[PROVIDED DATA — start]

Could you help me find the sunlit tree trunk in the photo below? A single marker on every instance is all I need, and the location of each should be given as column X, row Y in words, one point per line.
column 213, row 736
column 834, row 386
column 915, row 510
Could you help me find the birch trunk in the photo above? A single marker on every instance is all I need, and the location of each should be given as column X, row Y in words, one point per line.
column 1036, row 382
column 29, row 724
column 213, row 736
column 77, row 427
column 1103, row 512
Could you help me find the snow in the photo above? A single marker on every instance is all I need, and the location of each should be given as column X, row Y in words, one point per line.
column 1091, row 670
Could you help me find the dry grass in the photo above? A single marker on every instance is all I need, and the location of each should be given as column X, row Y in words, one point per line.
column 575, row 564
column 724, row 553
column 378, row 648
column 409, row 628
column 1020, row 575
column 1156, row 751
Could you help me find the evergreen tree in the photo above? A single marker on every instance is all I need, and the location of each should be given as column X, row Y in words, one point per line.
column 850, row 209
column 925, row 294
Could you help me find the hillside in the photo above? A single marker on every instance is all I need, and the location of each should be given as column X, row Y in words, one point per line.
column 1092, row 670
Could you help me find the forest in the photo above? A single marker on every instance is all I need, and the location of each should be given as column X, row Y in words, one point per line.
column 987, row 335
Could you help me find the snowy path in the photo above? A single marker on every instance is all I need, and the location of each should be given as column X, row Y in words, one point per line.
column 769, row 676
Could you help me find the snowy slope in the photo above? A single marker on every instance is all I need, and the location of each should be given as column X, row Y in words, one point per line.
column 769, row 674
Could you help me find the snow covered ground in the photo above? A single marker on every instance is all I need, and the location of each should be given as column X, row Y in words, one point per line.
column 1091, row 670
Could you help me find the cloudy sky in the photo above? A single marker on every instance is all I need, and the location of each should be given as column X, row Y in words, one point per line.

[PROVIDED DATA — finish]

WORK TO BE COMPLETED >> Transcribe every record above word for word.

RESPONSE AREA >>
Could you help me find the sunlit tree trunk in the photo below? A single marker on every instance is all I need, and the location of each should be given as column X, row Y in words, one point per line.
column 213, row 736
column 834, row 386
column 915, row 510
Could you help me find the birch trunk in the photo above? A single marker on every instance is all I need, and the location of each should be given as column X, row Y in words, one point per line.
column 1036, row 382
column 29, row 724
column 213, row 736
column 77, row 427
column 1103, row 512
Could you help me find the snow in the photo above? A single marker on every instance is all I need, and the location of each should be given as column X, row Y in words, one point per line.
column 1091, row 670
Could you help me find the dry grass in the photo above? A single marker on every instance is all I need, and the location of each should be given as column X, row Y in words, one point per line.
column 575, row 564
column 724, row 553
column 378, row 648
column 409, row 628
column 1020, row 575
column 1156, row 751
Could you help me find the evergreen tree in the photo above? A single marker on every instance is all I need, and the location of each should be given as column X, row Y in words, one point per line.
column 850, row 209
column 925, row 294
Could you help me find the hillside in the photo above? A single marker on every instance is all I need, and the location of each should be given as column X, row Y in words, one point per line.
column 1092, row 670
Could you help me find the forest in the photo above? A single marker on every instance is all I need, and the location of each should be given as column X, row Y in words, one point per line.
column 987, row 335
Could you help me find the snowy path in the photo above? A single marker on every instance is all I need, and the location of each should be given as column X, row Y in words, one point per line.
column 769, row 676
Could you help me find the snowy slope in the photo above? A single marker on every instance is all I need, and the location of each should be given as column X, row Y in words, one point per line.
column 769, row 674
Could you help me find the snow covered ground in the photo above? A single marker on every instance is all I need, and the location of each should be given as column X, row Y in words, one point per line.
column 1091, row 670
Could you help me find the cloudy sky in the photo above? A single marker on every instance is all I need, and the location of each should be given as column X, row Y in words, one point per line.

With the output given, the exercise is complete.